The California Court of Appeals recently gave Uber and Lyft more time to comply with a new law that would have made drivers employees and not independent contractors. This would have had a major effect on the drivers’ rights under the state’s workers’ compensation laws by enabling Uber and Lyft drivers to receive medical treatment and indemnity benefits under workers’ compensation if they were injured in a car crash, for example.
The change in the law would not only have affected Uber and Lyft drivers, but all independent contractors. Every independent contractor would have to undergo the new “ABC test” to determine who is/isn’t an independent contractor.
The California law that the court recently halted stated that a worker could only be an independent contractor if they met each of these 3 factors:
- The worker is free from the control and direction of the hiring entity in connection with the work’s performance, both under the contract for the performance of the work and in fact.
- The worker performs work that is outside the usual course of the hiring entity’s business.
- The worker is customarily engaged in an independently established trade, occupation, or business of the same nature as the work performed.
This test makes it very hard for an individual to be legally considered an independent contractor.
In the world of Uber and Lyft drivers, they are engaged in work that is the principle part of the company’s interests (i.e. “ridesharing”). If a worker is not an independent contractor, they would be an official employee and therefore provided with all of the benefits a worker should be entitled to if they are injured at work.
Georgia has yet to adopt this test and still uses a 13-part test to determine if the individual is an employee or an independent contractor. It’s a matter of fact that is determined by an administrative law judge and is based on many factors.

----

• **THE TASK**:
Reproduce word for word the part of the independent contractor article from "The California Court" to "is/isn’t an independent contractor.".

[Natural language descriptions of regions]
----

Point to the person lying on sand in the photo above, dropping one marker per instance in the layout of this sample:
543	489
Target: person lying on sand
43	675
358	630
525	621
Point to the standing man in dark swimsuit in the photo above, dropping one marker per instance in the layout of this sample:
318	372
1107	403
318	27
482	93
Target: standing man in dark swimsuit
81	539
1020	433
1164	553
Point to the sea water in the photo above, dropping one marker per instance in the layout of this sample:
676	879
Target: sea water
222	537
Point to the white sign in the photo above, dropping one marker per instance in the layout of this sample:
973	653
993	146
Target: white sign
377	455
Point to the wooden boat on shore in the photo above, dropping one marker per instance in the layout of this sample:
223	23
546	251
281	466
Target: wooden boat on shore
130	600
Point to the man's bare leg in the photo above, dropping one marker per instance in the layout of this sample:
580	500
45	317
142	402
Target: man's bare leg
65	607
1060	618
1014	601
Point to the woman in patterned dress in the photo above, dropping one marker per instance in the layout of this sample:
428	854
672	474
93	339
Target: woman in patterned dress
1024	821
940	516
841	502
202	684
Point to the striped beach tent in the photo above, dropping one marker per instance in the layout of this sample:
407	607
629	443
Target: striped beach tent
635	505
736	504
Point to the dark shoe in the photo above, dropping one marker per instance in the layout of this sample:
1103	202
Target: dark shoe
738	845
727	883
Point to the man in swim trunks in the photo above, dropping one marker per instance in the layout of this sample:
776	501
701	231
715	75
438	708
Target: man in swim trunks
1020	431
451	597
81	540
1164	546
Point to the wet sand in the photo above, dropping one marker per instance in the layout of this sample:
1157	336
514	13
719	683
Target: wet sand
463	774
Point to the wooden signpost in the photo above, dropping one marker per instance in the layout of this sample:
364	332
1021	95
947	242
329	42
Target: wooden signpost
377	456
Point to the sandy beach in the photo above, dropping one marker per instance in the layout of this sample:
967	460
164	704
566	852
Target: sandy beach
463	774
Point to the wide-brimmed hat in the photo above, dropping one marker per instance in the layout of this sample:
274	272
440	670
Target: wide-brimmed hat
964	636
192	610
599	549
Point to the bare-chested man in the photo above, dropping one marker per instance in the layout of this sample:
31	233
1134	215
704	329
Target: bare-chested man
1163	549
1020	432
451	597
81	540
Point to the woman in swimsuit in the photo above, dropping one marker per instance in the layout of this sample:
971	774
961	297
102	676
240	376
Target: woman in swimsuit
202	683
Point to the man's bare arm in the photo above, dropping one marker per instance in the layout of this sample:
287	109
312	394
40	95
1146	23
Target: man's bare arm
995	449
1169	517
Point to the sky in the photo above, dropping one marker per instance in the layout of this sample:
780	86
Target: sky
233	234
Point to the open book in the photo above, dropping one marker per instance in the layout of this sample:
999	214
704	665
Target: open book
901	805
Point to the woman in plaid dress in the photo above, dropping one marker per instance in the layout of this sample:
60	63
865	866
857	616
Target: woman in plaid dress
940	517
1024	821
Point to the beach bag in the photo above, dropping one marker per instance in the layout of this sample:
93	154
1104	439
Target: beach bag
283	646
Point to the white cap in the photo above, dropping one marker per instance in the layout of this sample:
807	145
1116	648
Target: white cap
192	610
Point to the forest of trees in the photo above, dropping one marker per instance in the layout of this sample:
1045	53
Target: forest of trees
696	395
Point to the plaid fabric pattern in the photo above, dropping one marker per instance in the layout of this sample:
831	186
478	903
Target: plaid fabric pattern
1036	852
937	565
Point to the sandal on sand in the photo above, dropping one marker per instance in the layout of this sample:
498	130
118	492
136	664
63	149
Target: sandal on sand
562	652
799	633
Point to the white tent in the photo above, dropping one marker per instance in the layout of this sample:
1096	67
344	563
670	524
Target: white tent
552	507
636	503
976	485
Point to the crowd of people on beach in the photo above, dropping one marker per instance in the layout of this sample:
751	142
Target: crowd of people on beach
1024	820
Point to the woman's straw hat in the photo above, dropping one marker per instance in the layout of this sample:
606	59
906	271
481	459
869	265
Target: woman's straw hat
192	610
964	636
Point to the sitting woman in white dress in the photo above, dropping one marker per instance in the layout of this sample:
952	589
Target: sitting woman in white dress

----

• **EXPECTED ANSWER**:
The California Court of Appeals recently gave Uber and Lyft more time to comply with a new law that would have made drivers employees and not independent contractors. This would have had a major effect on the drivers’ rights under the state’s workers’ compensation laws by enabling Uber and Lyft drivers to receive medical treatment and indemnity benefits under workers’ compensation if they were injured in a car crash, for example.
The change in the law would not only have affected Uber and Lyft drivers, but all independent contractors. Every independent contractor would have to undergo the new “ABC test” to determine who is/isn’t an independent contractor.